What is being asked ::
An exact reproduction of the data below is the required answer.

Stored records ::
↓↓↓

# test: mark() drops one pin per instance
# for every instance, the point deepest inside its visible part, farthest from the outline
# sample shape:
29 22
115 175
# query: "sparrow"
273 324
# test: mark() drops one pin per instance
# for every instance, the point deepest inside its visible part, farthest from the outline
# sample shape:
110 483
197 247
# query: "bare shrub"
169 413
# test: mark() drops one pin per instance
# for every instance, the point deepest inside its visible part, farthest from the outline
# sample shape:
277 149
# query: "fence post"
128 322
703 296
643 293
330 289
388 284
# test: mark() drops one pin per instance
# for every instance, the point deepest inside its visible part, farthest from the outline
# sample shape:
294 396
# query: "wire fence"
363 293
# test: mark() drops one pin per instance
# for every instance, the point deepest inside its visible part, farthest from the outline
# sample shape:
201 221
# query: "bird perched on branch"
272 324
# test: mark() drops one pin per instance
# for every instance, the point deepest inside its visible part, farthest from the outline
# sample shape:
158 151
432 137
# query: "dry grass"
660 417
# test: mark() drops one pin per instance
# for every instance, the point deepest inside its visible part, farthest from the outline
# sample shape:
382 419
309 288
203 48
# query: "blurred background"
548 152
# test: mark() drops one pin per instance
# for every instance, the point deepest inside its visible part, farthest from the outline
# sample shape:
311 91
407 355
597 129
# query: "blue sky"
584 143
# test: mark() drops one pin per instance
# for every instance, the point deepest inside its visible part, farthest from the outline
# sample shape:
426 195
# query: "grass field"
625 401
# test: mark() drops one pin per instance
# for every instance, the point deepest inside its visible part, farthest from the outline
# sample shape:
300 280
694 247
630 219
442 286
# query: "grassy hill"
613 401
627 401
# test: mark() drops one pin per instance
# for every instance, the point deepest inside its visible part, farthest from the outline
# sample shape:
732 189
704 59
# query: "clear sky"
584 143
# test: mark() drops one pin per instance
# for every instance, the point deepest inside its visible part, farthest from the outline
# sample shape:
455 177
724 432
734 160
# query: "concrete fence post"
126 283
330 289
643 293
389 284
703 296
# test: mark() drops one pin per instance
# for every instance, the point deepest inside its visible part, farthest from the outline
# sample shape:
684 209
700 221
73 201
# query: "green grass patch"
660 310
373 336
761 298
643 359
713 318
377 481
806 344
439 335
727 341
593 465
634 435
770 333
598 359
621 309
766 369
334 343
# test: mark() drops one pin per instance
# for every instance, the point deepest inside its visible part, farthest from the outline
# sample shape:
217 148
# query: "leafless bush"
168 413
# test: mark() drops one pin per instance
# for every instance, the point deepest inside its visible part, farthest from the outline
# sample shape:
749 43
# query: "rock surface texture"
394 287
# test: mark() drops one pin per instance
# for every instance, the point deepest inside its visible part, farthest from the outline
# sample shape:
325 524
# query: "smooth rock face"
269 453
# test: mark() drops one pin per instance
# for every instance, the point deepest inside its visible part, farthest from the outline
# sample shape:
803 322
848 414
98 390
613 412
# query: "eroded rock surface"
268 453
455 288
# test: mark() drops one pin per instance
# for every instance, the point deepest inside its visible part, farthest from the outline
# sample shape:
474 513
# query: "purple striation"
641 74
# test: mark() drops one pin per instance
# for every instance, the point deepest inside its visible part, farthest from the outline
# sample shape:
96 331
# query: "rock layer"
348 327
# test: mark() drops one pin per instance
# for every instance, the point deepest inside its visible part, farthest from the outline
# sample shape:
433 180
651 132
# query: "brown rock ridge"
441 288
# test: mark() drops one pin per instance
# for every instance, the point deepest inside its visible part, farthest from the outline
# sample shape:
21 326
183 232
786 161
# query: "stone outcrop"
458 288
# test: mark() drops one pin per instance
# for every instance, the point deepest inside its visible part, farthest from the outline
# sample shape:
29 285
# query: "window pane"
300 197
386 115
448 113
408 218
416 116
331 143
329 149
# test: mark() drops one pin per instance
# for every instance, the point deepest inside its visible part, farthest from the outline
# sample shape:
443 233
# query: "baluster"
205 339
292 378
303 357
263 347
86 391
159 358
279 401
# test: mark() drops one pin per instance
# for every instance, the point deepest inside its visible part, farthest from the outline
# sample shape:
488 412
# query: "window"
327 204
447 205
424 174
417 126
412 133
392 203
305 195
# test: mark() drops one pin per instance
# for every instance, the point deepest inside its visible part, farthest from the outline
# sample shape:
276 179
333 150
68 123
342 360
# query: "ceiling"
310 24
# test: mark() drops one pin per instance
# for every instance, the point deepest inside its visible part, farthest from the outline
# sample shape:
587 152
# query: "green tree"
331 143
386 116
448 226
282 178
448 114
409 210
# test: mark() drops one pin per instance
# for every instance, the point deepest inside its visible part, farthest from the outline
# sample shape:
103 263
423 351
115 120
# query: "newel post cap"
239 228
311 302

↑↑↑

Solution ::
# test: mark() drops one pin per instance
# for every instance, the point deepest inside its visible part, farthest from the outline
# sample shape:
29 22
115 175
# query: "sparrow"
273 324
# test: mark() drops one pin per instance
# for every instance, the point deepest inside its visible part, farthest from the outline
# sample shape:
110 483
197 247
# query: "bare shrub"
169 413
# test: mark() drops one pin per instance
# for every instance, the point deepest inside its visible part, farthest from the outline
# sample shape:
277 149
# query: "fence post"
128 322
703 296
643 293
330 289
388 284
# test: mark() drops one pin per instance
# for every instance, the point deepest inside its visible part, farthest from the outline
# sample shape:
294 396
# query: "wire fence"
363 293
# test: mark() drops one pin per instance
# for every instance, the point deepest inside its visible part, farthest from the outline
# sample shape:
201 221
# query: "bird perched on branch"
272 324
# test: mark() drops one pin per instance
# for every instance, the point deepest inside its visible part, farthest from the outline
# sample shape:
158 151
432 137
# query: "dry grass"
660 417
# test: mark() drops one pin per instance
# for every instance, the point deepest inside its visible part, farthest from the outline
# sample shape:
382 419
309 288
203 48
# query: "blurred background"
548 152
# test: mark() drops one pin per instance
# for every instance, the point deepest inside its visible part, farthest from the outline
# sample shape:
311 91
407 355
597 129
# query: "blue sky"
584 143
# test: mark() drops one pin per instance
# for every instance, the point deepest inside its visible part, farthest from the outline
# sample shape:
426 195
# query: "grass field"
625 401
# test: mark() drops one pin per instance
# for every instance, the point deepest inside its visible part, farthest from the outline
# sample shape:
300 280
694 247
630 219
442 286
# query: "grassy hill"
613 401
627 401
# test: mark() drops one pin per instance
# for every instance, the point deepest inside its visible part, farthest from the outline
# sample shape:
732 189
704 59
# query: "clear sky"
584 143
# test: mark() drops one pin per instance
# for every instance, the point deepest inside its visible part, farthest from the outline
# sample shape:
455 177
724 432
734 160
# query: "concrete fence post"
126 283
330 289
643 293
389 284
703 296
# test: mark() drops one pin per instance
# for every instance, the point deepest inside its visible part, farthest from the outline
# sample shape:
684 209
700 221
73 201
# query: "green grass patch"
660 310
373 336
761 298
643 359
713 318
377 481
806 344
439 335
727 341
593 465
634 435
770 333
598 359
621 309
766 369
334 343
# test: mark() drops one pin per instance
# for every instance, the point deepest inside its visible part, farthest from the outline
# sample shape:
217 148
# query: "leafless bush"
168 413
# test: mark() drops one pin per instance
# for every instance, the point deepest inside its visible part, farthest from the outline
# sample shape:
749 43
# query: "rock surface texture"
394 287
# test: mark() drops one pin per instance
# for every instance, the point deepest inside its visible part, farthest from the outline
# sample shape:
325 524
# query: "smooth rock face"
269 453
# test: mark() drops one pin per instance
# for every instance, the point deepest inside its visible part, farthest from the outline
# sample shape:
803 322
848 414
98 390
613 412
# query: "eroded rock surface"
268 453
455 288
# test: mark() drops one pin per instance
# for every instance, the point deepest inside its visible part, farthest from the outline
# sample shape:
474 513
# query: "purple striation"
641 74
# test: mark() drops one pin per instance
# for every instance, the point deepest inside its visible part, farthest from the outline
# sample shape:
96 331
# query: "rock layer"
348 327
# test: mark() drops one pin per instance
# for every instance, the point deepest inside its visible part, farthest from the outline
# sample shape:
433 180
651 132
# query: "brown rock ridge"
441 288
# test: mark() drops one pin per instance
# for every instance, the point deepest inside its visible part, farthest from the outline
# sample shape:
21 326
183 232
786 161
# query: "stone outcrop"
458 288
# test: mark() drops one pin per instance
# for every instance, the point deepest inside its visible part, farthest from the outline
# sample shape:
29 285
# query: "window pane"
300 197
386 115
448 113
408 218
416 116
331 143
329 149
# test: mark() drops one pin per instance
# for every instance, the point deepest inside its visible part, farthest from the outline
# sample shape:
443 233
# query: "baluster"
205 339
292 378
303 357
263 347
86 391
159 358
279 401
# test: mark() drops one pin per instance
# for every instance, the point deepest inside its visible part, farthest from the outline
# sample shape:
488 412
# query: "window"
327 204
447 205
424 174
417 126
412 133
392 203
305 195
# test: mark() drops one pin per instance
# for every instance, the point deepest inside its visible part, farthest from the outline
# sample shape:
276 179
333 150
68 123
342 360
# query: "ceiling"
310 24
# test: mark() drops one pin per instance
# for every instance, the point deepest inside its visible part, farthest from the outline
# sample shape:
587 152
# query: "green tree"
331 143
386 116
448 226
282 178
448 114
409 210
# test: mark() drops one pin per instance
# for every instance, the point deepest inside its visible part, farthest from the outline
# sample shape:
103 263
423 351
115 120
# query: "newel post cap"
239 228
311 302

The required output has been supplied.